## The task
Print every entry exactly once more, omitting each picture.

## Material for this task
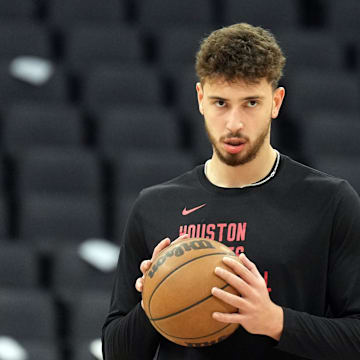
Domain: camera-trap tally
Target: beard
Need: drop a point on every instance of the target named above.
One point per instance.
(244, 156)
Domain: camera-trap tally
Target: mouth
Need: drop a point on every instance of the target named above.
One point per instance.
(234, 145)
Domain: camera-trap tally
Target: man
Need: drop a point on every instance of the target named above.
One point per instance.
(297, 229)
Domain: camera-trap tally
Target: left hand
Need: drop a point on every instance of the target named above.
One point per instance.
(256, 312)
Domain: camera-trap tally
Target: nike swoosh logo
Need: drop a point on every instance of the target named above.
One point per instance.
(187, 212)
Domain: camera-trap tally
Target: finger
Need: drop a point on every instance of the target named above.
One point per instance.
(234, 318)
(249, 265)
(160, 246)
(182, 237)
(139, 284)
(231, 299)
(145, 266)
(235, 281)
(240, 269)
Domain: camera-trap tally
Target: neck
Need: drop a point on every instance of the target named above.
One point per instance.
(222, 175)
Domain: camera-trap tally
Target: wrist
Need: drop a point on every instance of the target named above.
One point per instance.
(277, 323)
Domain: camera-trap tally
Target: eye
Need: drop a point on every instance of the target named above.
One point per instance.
(220, 103)
(252, 103)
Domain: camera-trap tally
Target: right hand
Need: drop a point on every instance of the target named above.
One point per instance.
(146, 264)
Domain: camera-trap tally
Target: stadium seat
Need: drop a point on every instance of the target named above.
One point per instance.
(311, 49)
(262, 13)
(137, 128)
(59, 172)
(316, 90)
(184, 91)
(331, 133)
(18, 38)
(4, 218)
(139, 169)
(19, 266)
(17, 10)
(64, 14)
(177, 47)
(107, 87)
(342, 19)
(27, 315)
(160, 15)
(91, 46)
(15, 91)
(51, 221)
(71, 274)
(30, 126)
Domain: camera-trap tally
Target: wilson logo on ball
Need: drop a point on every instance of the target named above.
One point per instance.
(179, 251)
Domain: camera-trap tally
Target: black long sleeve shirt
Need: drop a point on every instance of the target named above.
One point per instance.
(301, 229)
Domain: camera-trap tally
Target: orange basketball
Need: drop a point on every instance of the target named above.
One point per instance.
(177, 292)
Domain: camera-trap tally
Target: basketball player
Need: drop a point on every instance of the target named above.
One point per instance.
(297, 230)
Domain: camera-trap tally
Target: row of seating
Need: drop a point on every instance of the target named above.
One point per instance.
(89, 44)
(158, 13)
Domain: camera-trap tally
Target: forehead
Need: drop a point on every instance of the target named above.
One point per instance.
(237, 87)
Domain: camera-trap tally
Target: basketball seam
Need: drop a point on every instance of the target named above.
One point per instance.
(198, 337)
(174, 270)
(188, 307)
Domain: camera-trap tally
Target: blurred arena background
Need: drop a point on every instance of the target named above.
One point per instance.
(97, 100)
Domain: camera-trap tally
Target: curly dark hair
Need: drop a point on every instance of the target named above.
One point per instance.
(240, 51)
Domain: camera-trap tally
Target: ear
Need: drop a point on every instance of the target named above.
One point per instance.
(200, 97)
(278, 98)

## Exercise response
Domain: camera-trap tally
Target: beard
Need: drop a point on every instance of the target named above.
One point per instance.
(244, 156)
Domain: camera-trap tally
Target: mouth
Need: drop a point on every instance of the target named above.
One point per instance.
(234, 145)
Domain: camera-trap tally
Target: man
Need: drop a point on every instance of the target named above.
One point per instance.
(297, 229)
Domain: camera-trap tally
Target: left hand
Need: drop a point on every instance of the target named above.
One point per instance.
(256, 312)
Domain: camera-trap tally
Target: nike swoosh logo
Need: drop a point on every instance of the target named above.
One point per instance.
(187, 212)
Domain: camera-trap tally
Target: finger
Need: drop a point on every instance of the target named above.
One point per instance.
(234, 318)
(249, 265)
(160, 246)
(182, 237)
(139, 284)
(231, 299)
(145, 266)
(235, 281)
(240, 269)
Domain: camera-trap tally
Target: neck
Need: drop a point on every instance of the target named above.
One point per instance.
(222, 175)
Domain: camera-trap tally
Target: wrist
Need: drop a point on every instance of the target named above.
One point per instance.
(277, 323)
Domain: camera-trap tally
Target: eye
Need: drop a point on every instance of the target named above.
One point per instance.
(220, 103)
(252, 103)
Domain: camera-trap tally
Target: right hand
Need: drop a point on every instance of the target named above.
One point per instance.
(146, 264)
Domain: camera-trap tally
Target: stadium seat
Need: drop a point on every instance of the target named above.
One point per instance.
(311, 49)
(262, 13)
(137, 128)
(59, 172)
(316, 90)
(184, 91)
(331, 133)
(18, 38)
(4, 218)
(139, 169)
(19, 266)
(17, 10)
(64, 14)
(177, 47)
(107, 87)
(342, 19)
(27, 315)
(160, 15)
(91, 46)
(15, 91)
(51, 221)
(71, 274)
(30, 126)
Domain: camera-trap tally
Target: wilson logo on ball
Need: drop a point on every instance of the target named above.
One point per instance.
(179, 251)
Domain: camera-trap tally
Target: black long sleeve shirt
Need: drop a point on every instance of the target named above.
One point per instance.
(301, 229)
Domain: camera-trap tally
Target: orange basketball
Need: drop a point on every instance of the target named above.
One point per instance.
(177, 292)
Domain: camera-trap tally
Target: basketball player
Need: drop a point on every instance of the target named above.
One point per instance.
(297, 230)
Domain: camera-trap tally
Target: row of seating
Need: drop a point on every instance of the target named above.
One point per instance.
(89, 44)
(158, 13)
Domain: camera-trap tally
Target: forehead
Need: drop a point on every instance of the target named above.
One point per instance.
(237, 87)
Domain: camera-trap tally
Target: basketball seam
Need: drop a point on every instance of the target named above.
One point per instance.
(198, 337)
(174, 270)
(188, 307)
Domain: camera-trap tally
Target: blurred arena background
Need: drop a point on every instance of the target named above.
One point per instance.
(97, 100)
Domain: camera-trap tally
Target: curly dark hair
Need: drop a point on every instance of the target named above.
One point per instance.
(240, 51)
Domain: camera-trap tally
Target: ear
Need: drop a point on every instance of the target named above.
One point per instance.
(200, 97)
(278, 98)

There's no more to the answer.